Problem requirements:
Among the entries below, one stretch runs from the line that contains "Query: green stem" through the line that contains "Query: bird's beak". Repeat that stretch exactly, ends included, and only that.

**** Input ****

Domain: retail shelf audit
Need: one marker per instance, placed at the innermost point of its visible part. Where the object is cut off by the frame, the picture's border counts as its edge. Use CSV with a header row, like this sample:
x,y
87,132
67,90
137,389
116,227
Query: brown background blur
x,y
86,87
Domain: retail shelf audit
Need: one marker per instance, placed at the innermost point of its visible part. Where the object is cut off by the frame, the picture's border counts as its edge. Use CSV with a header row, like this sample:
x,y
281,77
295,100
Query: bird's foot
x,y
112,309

****
**** Input ****

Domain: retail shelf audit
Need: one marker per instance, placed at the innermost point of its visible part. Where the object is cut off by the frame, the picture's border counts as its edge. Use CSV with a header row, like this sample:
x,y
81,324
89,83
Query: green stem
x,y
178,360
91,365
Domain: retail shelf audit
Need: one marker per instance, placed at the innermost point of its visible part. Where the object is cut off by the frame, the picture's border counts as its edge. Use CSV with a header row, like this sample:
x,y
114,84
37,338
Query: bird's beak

****

Response to this exercise:
Query: green stem
x,y
178,360
91,365
Domain: retail shelf audit
Need: one marker per instance, placed at the innermost point of its visible part. Where the object is cut off by the frame, the picture's border counts as its edge. Use CSV with a header row, like this sample:
x,y
114,84
37,338
Query: bird's beak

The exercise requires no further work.